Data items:
──────────

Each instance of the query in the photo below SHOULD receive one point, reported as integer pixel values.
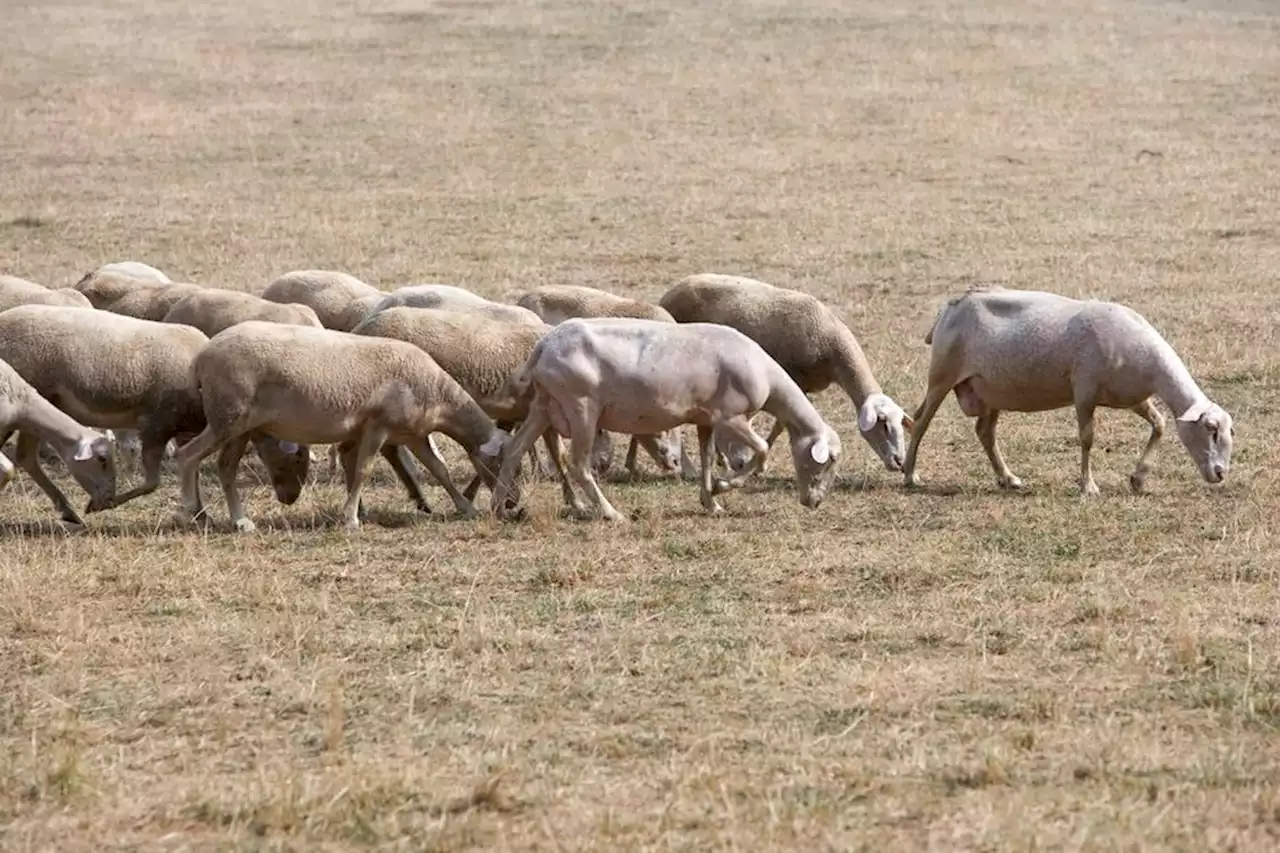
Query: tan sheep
(86, 452)
(108, 370)
(807, 338)
(316, 386)
(213, 310)
(339, 300)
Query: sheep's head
(816, 459)
(287, 464)
(885, 425)
(488, 460)
(1206, 430)
(92, 465)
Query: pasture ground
(955, 669)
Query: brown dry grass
(958, 669)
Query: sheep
(213, 310)
(108, 370)
(481, 355)
(632, 375)
(341, 301)
(458, 300)
(112, 281)
(19, 291)
(558, 302)
(316, 386)
(1006, 350)
(86, 452)
(807, 338)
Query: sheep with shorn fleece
(1006, 350)
(807, 340)
(112, 281)
(339, 300)
(108, 370)
(481, 355)
(456, 299)
(19, 291)
(86, 452)
(558, 302)
(316, 386)
(640, 377)
(213, 310)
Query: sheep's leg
(1084, 418)
(1147, 411)
(188, 457)
(28, 459)
(228, 466)
(986, 429)
(583, 419)
(370, 442)
(707, 455)
(397, 457)
(933, 400)
(425, 451)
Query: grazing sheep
(19, 291)
(213, 310)
(558, 302)
(634, 375)
(807, 338)
(456, 299)
(151, 301)
(115, 372)
(1004, 350)
(112, 281)
(329, 293)
(481, 355)
(86, 452)
(316, 386)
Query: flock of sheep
(321, 357)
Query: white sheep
(108, 370)
(558, 302)
(19, 291)
(481, 355)
(86, 452)
(339, 300)
(213, 310)
(456, 299)
(1005, 350)
(807, 338)
(632, 375)
(315, 386)
(112, 281)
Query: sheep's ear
(821, 451)
(867, 416)
(1196, 411)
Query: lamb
(481, 355)
(108, 370)
(213, 310)
(805, 338)
(112, 281)
(558, 302)
(1006, 350)
(316, 386)
(458, 300)
(86, 452)
(632, 375)
(19, 291)
(341, 301)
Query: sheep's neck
(1174, 382)
(851, 370)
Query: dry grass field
(949, 669)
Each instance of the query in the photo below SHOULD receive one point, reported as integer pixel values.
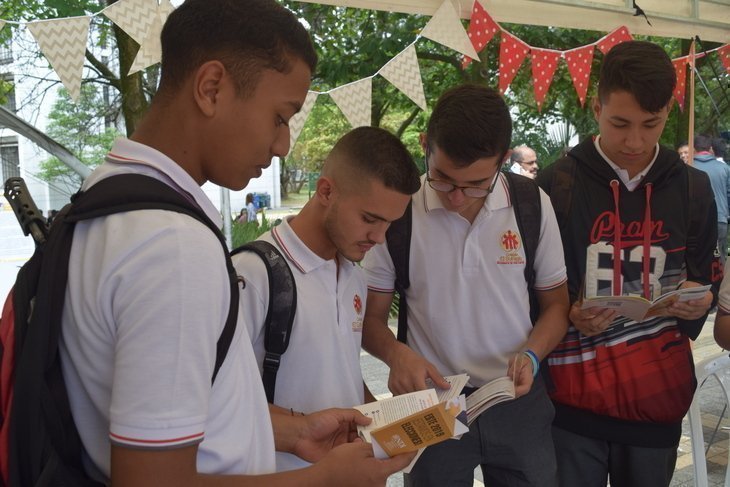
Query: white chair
(717, 366)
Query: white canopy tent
(708, 19)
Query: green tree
(80, 127)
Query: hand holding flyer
(640, 309)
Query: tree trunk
(134, 101)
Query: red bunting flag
(680, 67)
(482, 28)
(544, 64)
(616, 37)
(512, 52)
(724, 53)
(579, 66)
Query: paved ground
(15, 249)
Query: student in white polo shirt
(467, 304)
(365, 183)
(148, 291)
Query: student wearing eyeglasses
(467, 305)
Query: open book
(638, 308)
(419, 419)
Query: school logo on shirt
(357, 305)
(510, 243)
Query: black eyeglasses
(447, 187)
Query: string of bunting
(63, 42)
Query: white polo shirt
(468, 303)
(147, 299)
(321, 367)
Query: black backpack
(525, 196)
(42, 446)
(281, 310)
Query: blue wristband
(534, 360)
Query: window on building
(7, 91)
(10, 158)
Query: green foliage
(79, 127)
(242, 233)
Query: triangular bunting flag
(403, 71)
(724, 53)
(680, 67)
(165, 10)
(150, 51)
(544, 64)
(63, 42)
(355, 101)
(296, 123)
(579, 66)
(481, 29)
(616, 37)
(512, 52)
(133, 16)
(445, 28)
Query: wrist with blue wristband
(535, 361)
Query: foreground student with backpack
(365, 184)
(635, 220)
(156, 397)
(468, 307)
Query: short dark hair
(470, 122)
(703, 142)
(642, 69)
(247, 36)
(719, 146)
(372, 152)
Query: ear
(506, 158)
(596, 106)
(422, 141)
(208, 84)
(325, 190)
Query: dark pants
(587, 462)
(722, 241)
(511, 441)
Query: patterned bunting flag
(445, 28)
(133, 16)
(680, 67)
(355, 101)
(481, 29)
(579, 66)
(616, 37)
(724, 53)
(296, 123)
(544, 64)
(403, 71)
(63, 42)
(512, 52)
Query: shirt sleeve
(549, 259)
(379, 269)
(167, 294)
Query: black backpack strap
(525, 196)
(129, 192)
(561, 189)
(280, 317)
(398, 238)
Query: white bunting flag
(405, 74)
(445, 28)
(296, 123)
(133, 16)
(355, 101)
(63, 42)
(150, 50)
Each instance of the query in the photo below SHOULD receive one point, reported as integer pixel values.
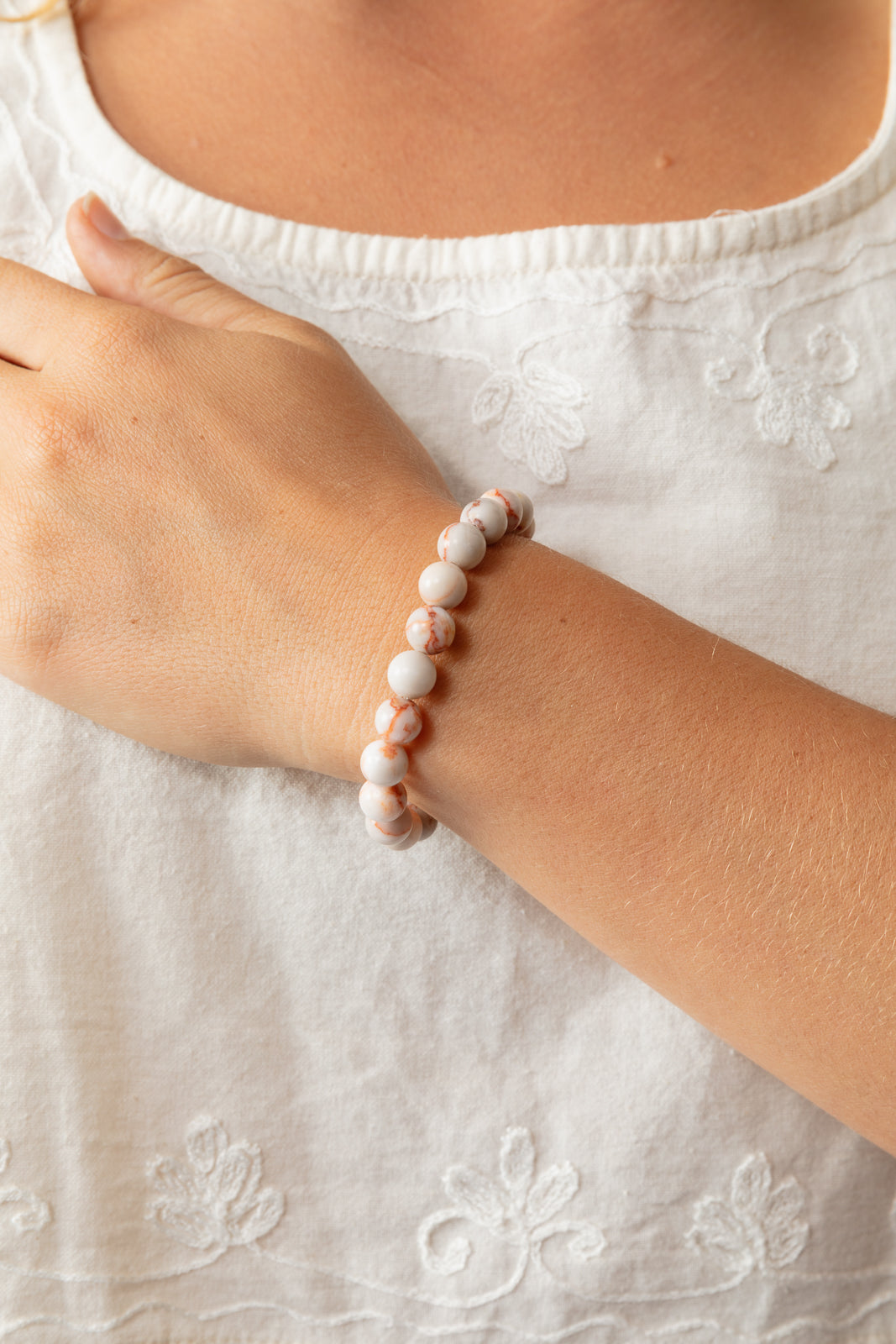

──────────

TASK DETAILS: Rewrite all of the data above, changing "pixel values" to "pixel coordinates" wherever it appears and keeping everything else the same. Leave the pictures out of your answer.

WRITTEN ANSWER:
Each instance of the query in the photo below SHOULD receive one point, reported as integer pixel coordinates.
Query: tan sheep
(86, 452)
(108, 370)
(807, 338)
(316, 386)
(213, 310)
(339, 300)
Query: sheep's head
(816, 459)
(287, 464)
(885, 425)
(488, 460)
(1206, 430)
(92, 465)
Query: pasture ground
(955, 669)
Query: brown dry grass
(958, 669)
Query: sheep
(213, 310)
(108, 370)
(481, 355)
(632, 375)
(341, 301)
(458, 300)
(112, 281)
(19, 291)
(558, 302)
(316, 386)
(1006, 350)
(86, 452)
(807, 338)
Query: sheep with shorn fleece
(1006, 350)
(807, 340)
(112, 281)
(339, 300)
(108, 370)
(481, 355)
(456, 299)
(19, 291)
(86, 452)
(558, 302)
(316, 386)
(640, 377)
(213, 310)
Query: sheep's leg
(1084, 418)
(1147, 411)
(188, 457)
(28, 459)
(228, 466)
(986, 429)
(583, 419)
(370, 442)
(707, 455)
(397, 457)
(933, 400)
(425, 451)
Query: grazing sheep
(19, 291)
(213, 310)
(558, 302)
(634, 375)
(807, 338)
(456, 299)
(151, 301)
(115, 372)
(1004, 350)
(112, 281)
(329, 293)
(481, 355)
(86, 452)
(316, 386)
Query: flock of sheep
(321, 357)
Query: white sheep
(108, 370)
(558, 302)
(19, 291)
(481, 355)
(86, 452)
(339, 300)
(213, 310)
(456, 299)
(1005, 350)
(807, 338)
(632, 375)
(315, 386)
(112, 281)
Query: sheep's ear
(821, 451)
(867, 416)
(1196, 411)
Query: lamb
(481, 355)
(108, 370)
(213, 310)
(805, 338)
(112, 281)
(558, 302)
(1006, 350)
(316, 386)
(458, 300)
(86, 452)
(632, 375)
(19, 291)
(341, 301)
Query: sheep's neck
(1174, 382)
(851, 370)
Query: dry grass field
(949, 669)
Each instance of the query in the photo below SHOULD receive one point, reported as integer pixel coordinates.
Query: white chair
(717, 366)
Query: white canopy tent
(708, 19)
Query: green tree
(80, 127)
Query: hand holding flyer
(640, 309)
Query: tree trunk
(134, 101)
Query: red bunting flag
(680, 67)
(482, 28)
(544, 64)
(616, 37)
(512, 52)
(724, 53)
(579, 66)
Query: paved ground
(15, 249)
Query: student in white polo shirt
(467, 304)
(365, 183)
(148, 291)
Query: student wearing eyeglasses
(467, 305)
Query: open book
(638, 308)
(419, 419)
Query: school logo on shirt
(357, 305)
(510, 243)
Query: black eyeglasses
(447, 187)
Query: string of bunting
(63, 42)
Query: white polo shirt
(468, 303)
(147, 299)
(321, 367)
Query: black backpack
(525, 196)
(42, 446)
(281, 310)
Query: blue wristband
(534, 360)
Query: window on building
(7, 91)
(10, 158)
Query: green foliage
(79, 127)
(242, 233)
Query: triangular bunting flag
(403, 71)
(724, 53)
(680, 67)
(165, 10)
(150, 51)
(544, 64)
(63, 42)
(355, 101)
(296, 123)
(579, 66)
(481, 29)
(616, 37)
(512, 52)
(133, 16)
(445, 28)
Query: wrist with blue wristband
(535, 361)
Query: foreground student with backpack
(365, 184)
(635, 220)
(156, 397)
(468, 307)
Query: short dark hair
(470, 122)
(703, 142)
(642, 69)
(247, 36)
(719, 146)
(372, 152)
Query: ear
(506, 158)
(596, 106)
(422, 141)
(208, 84)
(325, 190)
Query: dark pants
(587, 462)
(722, 241)
(511, 441)
Query: patterned bunting flag
(445, 28)
(133, 16)
(680, 67)
(355, 101)
(481, 29)
(579, 66)
(616, 37)
(724, 53)
(296, 123)
(544, 64)
(403, 71)
(63, 42)
(512, 52)
Query: shirt sleeve
(549, 259)
(379, 269)
(167, 294)
Query: black backpack strap
(525, 196)
(129, 192)
(561, 189)
(280, 317)
(398, 238)
Query: white bunting flag
(405, 74)
(445, 28)
(296, 123)
(133, 16)
(355, 101)
(63, 42)
(150, 50)
Each instance of the query in the photo below SHOULD receive one point, reported as integer pixel coordinates.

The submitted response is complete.